UNE BATAILLE APRÈS L’AUTRE

17/09/2025 - Par Aurélien Allin
Pendant sentimental d’EDDINGTON, UNE BATAILLE APRÈS L’AUTRE explore les névroses de l’époque avec une virtuosité incessante, mais jamais épuisante. Paul Thomas Anderson tient son chef-d’œuvre.

« Tu sais ce que c’est, la liberté ? Ne pas avoir peur. Comme ce putain de Tom Cruise. » Paul Thomas Anderson a sans doute fini par s’appliquer à lui-même cette réplique hilarante entendue dans UNE BATAILLE APRÈS L’AUTRE. Il rêvait depuis toujours d’adapter le roman « Vineland » de Thomas Pynchon mais, à chaque tentative, butait sur ce qu’il a parfois appelé une « mission impossible ». Sans doute lui manquait-il la petite étincelle de folie : ne pas avoir peur de trahir le roman plutôt que de le célébrer avec révérence. Cette fois, c’est la bonne : Anderson s’est saisi de ce qu’il aimait le plus dans le livre – une relation père/fille ; un regard sur l’engagement politique – pour en livrer sa propre version, très libre. Et commence par en modifier l’époque : quand le roman de Pynchon explorait le militantisme des 60’s et ce qu’il en restait dans les 80’s, PTA situe UNE BATAILLE APRÈS L’AUTRE au XXIe siècle et, ça n’a rien d’anodin, réalise son premier film contemporain depuis PUNCH-DRUNK LOVE. Le récit évolue à un moment de l’Histoire que le cinéaste a vécu adulte alors, contrairement à sa précédente adaptation de Pynchon, le laborieux INHERENT VICE, portage très fidèle voué à portraiturer la génération du romancier et le cœur nostalgique, presque désillusionné, qui l’animait, UNE BATAILLE APRÈS L’AUTRE impose instantanément une grande modernité et une grande pertinence – dans un monde devenu dingue, que fait-on de ses idéaux ? PTA n’est plus le héraut de Pynchon, il construit un récit aux échos résolument plus personnels et intimes.

-.-.-

> _Consignes_
a - D'après la critique, quel roman de Thomas Pynchon Paul Thomas Anderson rêvait-il depuis toujours d'adapter ?
b - Relevez tous les titres de films cités dans la critique.
c - Recopiez sans modification le passage de la critique qui va de « 17/09/2025 - Par » à « tient son chef-d’œuvre. ».
Les entrées ne servent à rien dans cet exercice.

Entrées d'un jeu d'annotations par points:
-.-.-

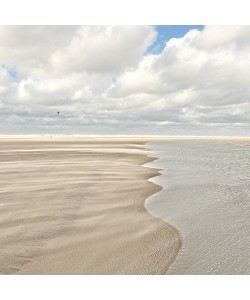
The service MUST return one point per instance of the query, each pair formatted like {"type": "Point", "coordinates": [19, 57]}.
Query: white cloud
{"type": "Point", "coordinates": [100, 78]}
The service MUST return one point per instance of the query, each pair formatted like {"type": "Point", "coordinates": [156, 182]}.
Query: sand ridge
{"type": "Point", "coordinates": [77, 207]}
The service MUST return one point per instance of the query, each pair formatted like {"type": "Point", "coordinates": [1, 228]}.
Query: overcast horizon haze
{"type": "Point", "coordinates": [125, 80]}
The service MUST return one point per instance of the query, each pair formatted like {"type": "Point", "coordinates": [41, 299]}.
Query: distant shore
{"type": "Point", "coordinates": [76, 206]}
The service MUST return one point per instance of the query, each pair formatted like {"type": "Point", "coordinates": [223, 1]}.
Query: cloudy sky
{"type": "Point", "coordinates": [150, 80]}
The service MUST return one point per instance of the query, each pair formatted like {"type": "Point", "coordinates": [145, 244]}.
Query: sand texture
{"type": "Point", "coordinates": [76, 206]}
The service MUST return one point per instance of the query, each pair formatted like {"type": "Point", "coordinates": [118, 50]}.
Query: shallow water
{"type": "Point", "coordinates": [206, 196]}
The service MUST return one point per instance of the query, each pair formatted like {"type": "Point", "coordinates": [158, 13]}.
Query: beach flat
{"type": "Point", "coordinates": [76, 206]}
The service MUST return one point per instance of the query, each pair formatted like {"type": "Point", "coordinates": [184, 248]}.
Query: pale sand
{"type": "Point", "coordinates": [76, 206]}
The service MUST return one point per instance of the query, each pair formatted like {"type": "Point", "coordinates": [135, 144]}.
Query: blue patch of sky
{"type": "Point", "coordinates": [167, 32]}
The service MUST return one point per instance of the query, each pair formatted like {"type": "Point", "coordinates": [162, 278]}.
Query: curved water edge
{"type": "Point", "coordinates": [177, 247]}
{"type": "Point", "coordinates": [206, 196]}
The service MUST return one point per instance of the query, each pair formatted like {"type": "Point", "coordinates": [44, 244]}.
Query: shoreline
{"type": "Point", "coordinates": [120, 237]}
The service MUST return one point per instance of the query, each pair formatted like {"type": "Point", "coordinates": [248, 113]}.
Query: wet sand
{"type": "Point", "coordinates": [76, 206]}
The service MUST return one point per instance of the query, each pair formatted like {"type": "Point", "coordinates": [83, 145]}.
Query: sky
{"type": "Point", "coordinates": [125, 80]}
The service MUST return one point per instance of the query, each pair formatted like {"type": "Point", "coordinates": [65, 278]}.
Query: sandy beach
{"type": "Point", "coordinates": [76, 206]}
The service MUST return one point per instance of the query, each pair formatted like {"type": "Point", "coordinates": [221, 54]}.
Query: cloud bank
{"type": "Point", "coordinates": [103, 81]}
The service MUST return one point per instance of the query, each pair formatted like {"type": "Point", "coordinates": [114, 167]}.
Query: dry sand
{"type": "Point", "coordinates": [76, 206]}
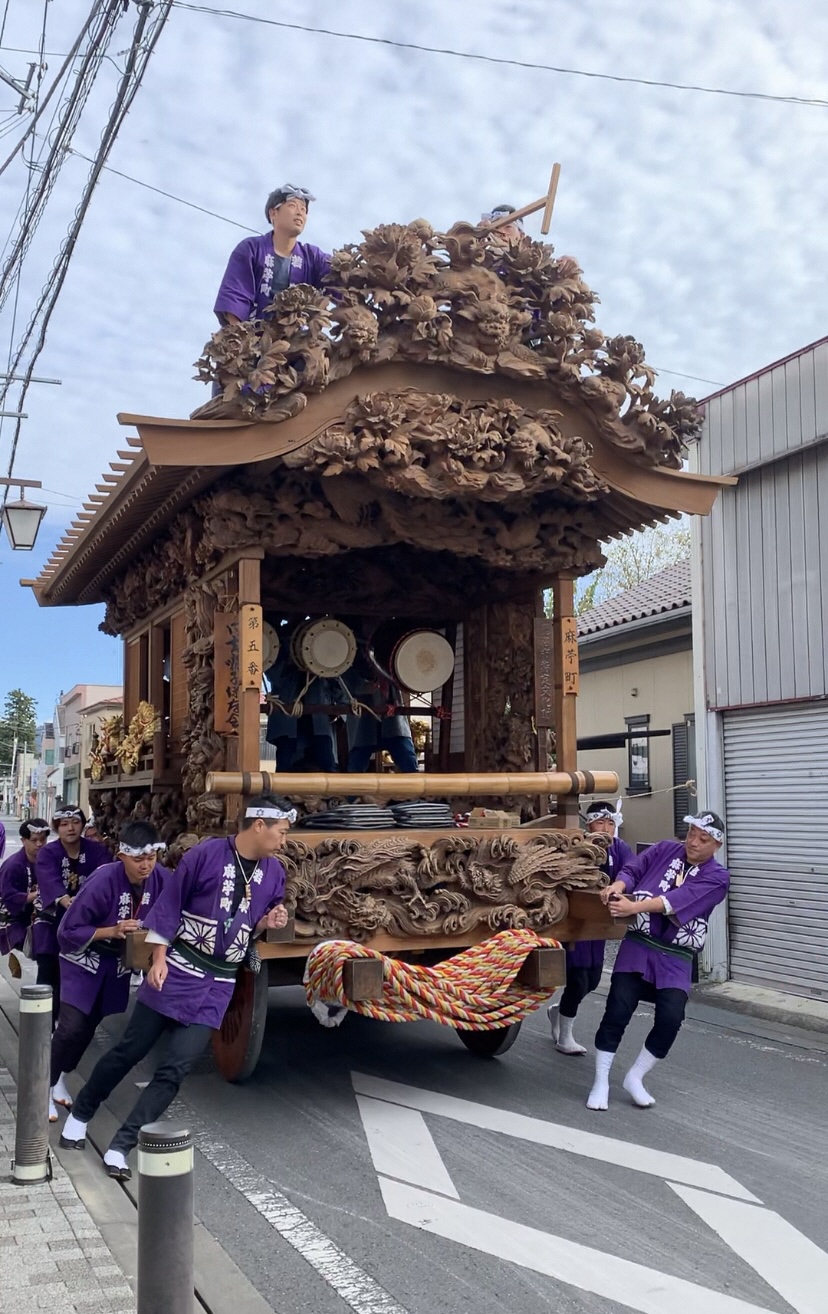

-.-.-

> _Corrigé_
a - Le roman « Vineland ».

b - UNE BATAILLE APRÈS L'AUTRE, EDDINGTON, PUNCH-DRUNK LOVE, INHERENT VICE

c -
17/09/2025 - Par Aurélien Allin
Pendant sentimental d’EDDINGTON, UNE BATAILLE APRÈS L’AUTRE explore les névroses de l’époque avec une virtuosité incessante, mais jamais épuisante. Paul Thomas Anderson tient son chef-d’œuvre.